Action item:
From the first line to the last, give the data again exactly.

___ Extracted entries

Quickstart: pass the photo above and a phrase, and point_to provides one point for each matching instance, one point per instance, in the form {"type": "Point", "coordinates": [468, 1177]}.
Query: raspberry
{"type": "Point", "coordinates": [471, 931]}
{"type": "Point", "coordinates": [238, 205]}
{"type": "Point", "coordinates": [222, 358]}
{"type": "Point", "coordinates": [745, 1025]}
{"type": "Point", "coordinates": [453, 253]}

______

Response to the task:
Quickstart: pass the photo above and a phrase, and point_to provides one point for each matching instance, one point per instance, in the form {"type": "Point", "coordinates": [468, 1177]}.
Query: raspberry
{"type": "Point", "coordinates": [471, 931]}
{"type": "Point", "coordinates": [238, 205]}
{"type": "Point", "coordinates": [222, 358]}
{"type": "Point", "coordinates": [745, 1025]}
{"type": "Point", "coordinates": [453, 253]}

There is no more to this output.